Data under study
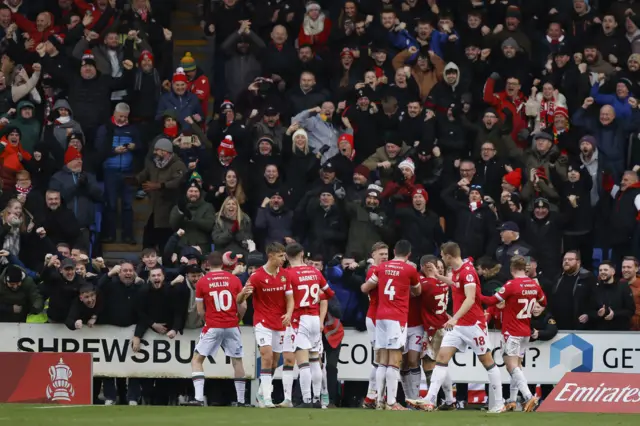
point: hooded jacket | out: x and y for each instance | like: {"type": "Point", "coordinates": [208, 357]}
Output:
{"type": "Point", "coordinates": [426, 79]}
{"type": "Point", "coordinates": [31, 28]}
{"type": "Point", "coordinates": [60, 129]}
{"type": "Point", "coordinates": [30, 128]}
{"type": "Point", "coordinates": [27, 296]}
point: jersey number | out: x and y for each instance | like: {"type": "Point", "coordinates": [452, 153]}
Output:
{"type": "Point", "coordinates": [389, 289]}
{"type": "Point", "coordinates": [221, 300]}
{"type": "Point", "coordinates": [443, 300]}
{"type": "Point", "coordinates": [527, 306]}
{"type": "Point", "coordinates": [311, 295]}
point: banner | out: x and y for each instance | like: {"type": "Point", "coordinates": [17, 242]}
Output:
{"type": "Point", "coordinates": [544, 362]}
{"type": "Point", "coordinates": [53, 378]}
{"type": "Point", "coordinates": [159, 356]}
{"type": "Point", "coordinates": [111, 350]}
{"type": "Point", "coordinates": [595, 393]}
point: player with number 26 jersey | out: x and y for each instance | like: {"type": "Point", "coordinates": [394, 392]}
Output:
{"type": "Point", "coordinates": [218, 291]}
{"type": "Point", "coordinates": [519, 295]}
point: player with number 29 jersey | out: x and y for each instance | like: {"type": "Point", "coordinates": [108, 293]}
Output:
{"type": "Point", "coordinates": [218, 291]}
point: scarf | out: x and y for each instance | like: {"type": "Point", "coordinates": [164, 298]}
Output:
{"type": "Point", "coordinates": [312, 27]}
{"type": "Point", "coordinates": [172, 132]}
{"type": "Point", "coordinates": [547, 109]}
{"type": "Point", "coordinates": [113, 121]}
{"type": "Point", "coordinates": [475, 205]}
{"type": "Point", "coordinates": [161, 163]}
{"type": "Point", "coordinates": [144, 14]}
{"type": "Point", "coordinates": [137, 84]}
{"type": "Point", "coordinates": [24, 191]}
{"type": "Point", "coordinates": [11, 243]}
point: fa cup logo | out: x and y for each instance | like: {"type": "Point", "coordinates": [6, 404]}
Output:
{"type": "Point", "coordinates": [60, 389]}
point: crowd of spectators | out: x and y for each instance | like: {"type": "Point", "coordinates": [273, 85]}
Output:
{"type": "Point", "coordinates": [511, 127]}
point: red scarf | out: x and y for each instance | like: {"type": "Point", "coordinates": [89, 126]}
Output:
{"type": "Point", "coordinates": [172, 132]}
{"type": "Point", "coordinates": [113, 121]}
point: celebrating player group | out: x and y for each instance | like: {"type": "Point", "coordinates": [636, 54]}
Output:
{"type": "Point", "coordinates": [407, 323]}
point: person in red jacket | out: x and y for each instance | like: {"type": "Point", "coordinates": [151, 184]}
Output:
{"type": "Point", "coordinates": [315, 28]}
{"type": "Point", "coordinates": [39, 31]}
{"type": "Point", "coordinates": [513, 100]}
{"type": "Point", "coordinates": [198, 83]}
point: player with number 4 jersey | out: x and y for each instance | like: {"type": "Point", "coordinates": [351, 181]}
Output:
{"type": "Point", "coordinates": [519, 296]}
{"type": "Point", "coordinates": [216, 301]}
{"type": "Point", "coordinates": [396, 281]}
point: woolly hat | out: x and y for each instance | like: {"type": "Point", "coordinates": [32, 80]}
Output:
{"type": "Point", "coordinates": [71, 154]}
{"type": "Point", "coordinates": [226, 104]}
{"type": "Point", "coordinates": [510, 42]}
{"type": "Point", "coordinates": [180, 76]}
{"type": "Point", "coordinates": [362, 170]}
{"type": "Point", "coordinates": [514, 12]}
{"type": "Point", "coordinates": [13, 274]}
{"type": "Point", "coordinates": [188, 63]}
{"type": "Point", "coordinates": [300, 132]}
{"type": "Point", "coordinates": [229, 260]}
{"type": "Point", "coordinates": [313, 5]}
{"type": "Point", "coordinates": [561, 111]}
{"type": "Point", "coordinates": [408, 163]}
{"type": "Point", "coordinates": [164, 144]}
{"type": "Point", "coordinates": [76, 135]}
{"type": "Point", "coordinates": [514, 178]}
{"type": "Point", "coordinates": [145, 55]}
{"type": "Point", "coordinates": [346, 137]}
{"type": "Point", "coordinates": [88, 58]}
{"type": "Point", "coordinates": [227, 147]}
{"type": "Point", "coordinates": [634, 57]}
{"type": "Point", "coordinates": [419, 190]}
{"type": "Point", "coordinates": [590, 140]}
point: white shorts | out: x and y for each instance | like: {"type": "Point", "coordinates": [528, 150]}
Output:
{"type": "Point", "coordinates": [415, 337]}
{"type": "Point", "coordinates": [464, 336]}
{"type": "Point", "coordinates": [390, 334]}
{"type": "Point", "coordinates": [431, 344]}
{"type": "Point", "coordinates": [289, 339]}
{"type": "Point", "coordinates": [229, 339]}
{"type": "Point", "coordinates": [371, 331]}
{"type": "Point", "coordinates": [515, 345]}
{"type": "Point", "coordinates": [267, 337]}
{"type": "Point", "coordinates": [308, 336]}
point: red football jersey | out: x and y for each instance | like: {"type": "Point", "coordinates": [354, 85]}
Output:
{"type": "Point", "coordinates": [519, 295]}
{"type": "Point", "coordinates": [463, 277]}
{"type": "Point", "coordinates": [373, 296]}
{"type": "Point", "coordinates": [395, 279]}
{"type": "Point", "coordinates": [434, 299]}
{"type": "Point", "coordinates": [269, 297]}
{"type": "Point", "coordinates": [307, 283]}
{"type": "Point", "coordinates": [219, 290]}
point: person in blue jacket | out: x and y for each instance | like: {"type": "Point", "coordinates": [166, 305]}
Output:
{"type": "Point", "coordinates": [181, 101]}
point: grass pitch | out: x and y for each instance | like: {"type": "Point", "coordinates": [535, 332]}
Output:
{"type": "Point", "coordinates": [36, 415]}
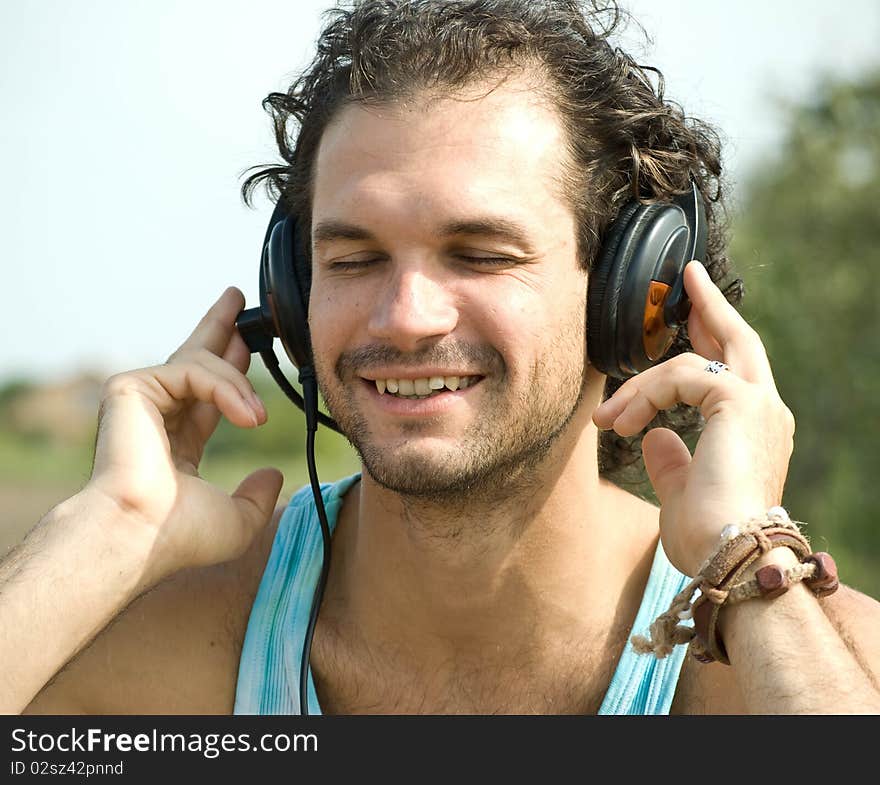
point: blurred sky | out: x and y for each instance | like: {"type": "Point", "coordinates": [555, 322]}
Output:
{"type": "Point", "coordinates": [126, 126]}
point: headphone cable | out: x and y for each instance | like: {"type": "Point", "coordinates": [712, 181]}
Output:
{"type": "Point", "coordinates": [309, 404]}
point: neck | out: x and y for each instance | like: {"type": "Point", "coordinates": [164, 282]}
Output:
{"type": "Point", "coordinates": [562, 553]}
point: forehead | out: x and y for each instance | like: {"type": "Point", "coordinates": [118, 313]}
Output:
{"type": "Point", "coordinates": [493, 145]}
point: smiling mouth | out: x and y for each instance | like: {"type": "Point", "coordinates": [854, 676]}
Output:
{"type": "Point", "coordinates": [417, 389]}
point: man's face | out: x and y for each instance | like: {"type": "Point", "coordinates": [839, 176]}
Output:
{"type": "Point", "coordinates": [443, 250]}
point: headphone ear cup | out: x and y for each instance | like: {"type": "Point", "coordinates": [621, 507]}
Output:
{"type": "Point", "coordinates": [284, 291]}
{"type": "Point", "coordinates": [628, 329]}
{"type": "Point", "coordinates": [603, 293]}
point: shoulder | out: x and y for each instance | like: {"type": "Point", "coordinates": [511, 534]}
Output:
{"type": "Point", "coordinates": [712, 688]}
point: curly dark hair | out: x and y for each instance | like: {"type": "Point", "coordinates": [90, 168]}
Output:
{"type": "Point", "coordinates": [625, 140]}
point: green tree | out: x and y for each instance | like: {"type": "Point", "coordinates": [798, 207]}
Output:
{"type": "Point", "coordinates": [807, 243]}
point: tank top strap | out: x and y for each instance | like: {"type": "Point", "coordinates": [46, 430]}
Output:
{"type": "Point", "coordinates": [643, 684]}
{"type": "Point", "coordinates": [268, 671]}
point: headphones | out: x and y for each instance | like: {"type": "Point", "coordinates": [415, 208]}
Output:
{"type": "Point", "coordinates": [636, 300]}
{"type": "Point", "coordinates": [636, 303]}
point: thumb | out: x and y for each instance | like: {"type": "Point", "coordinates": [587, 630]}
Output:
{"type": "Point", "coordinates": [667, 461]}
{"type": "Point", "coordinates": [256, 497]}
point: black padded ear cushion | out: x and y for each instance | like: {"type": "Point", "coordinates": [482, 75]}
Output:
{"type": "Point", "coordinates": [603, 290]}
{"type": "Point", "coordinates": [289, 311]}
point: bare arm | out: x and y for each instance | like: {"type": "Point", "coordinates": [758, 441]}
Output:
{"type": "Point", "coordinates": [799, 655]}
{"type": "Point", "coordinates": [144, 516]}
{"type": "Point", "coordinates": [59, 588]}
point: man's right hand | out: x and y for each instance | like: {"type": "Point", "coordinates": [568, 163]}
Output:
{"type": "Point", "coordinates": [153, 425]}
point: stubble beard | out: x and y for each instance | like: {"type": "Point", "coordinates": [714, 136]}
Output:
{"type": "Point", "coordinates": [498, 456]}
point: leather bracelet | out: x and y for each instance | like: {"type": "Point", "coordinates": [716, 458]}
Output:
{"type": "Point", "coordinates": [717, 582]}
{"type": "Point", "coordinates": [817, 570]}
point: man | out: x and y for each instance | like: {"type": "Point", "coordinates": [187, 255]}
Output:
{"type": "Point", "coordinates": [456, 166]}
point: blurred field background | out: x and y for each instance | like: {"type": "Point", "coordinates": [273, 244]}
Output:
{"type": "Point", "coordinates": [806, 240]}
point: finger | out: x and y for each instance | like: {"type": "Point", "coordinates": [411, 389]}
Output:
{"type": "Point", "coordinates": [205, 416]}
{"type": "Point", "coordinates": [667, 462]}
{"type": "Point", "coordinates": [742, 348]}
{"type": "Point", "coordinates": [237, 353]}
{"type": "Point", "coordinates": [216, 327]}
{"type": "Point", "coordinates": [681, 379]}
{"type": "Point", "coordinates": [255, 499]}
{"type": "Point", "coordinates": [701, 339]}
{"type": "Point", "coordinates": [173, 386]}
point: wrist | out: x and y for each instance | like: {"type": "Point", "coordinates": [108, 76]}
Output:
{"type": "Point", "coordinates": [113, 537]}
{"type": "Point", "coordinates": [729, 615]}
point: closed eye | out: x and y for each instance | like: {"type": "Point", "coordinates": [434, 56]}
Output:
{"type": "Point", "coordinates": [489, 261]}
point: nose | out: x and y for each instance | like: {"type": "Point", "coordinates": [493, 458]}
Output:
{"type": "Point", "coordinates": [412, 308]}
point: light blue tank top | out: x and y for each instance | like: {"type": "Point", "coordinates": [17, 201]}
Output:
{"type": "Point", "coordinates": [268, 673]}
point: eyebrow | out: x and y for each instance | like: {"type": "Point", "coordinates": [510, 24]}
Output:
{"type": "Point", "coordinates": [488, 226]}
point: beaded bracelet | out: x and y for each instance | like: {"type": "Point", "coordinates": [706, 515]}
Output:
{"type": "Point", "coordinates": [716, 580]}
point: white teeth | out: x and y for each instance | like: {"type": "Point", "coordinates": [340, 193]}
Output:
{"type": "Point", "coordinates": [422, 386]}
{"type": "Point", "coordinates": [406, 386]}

What needs to be done
Say how many lines in the records contain the string "tank", and say nothing else.

Reply
2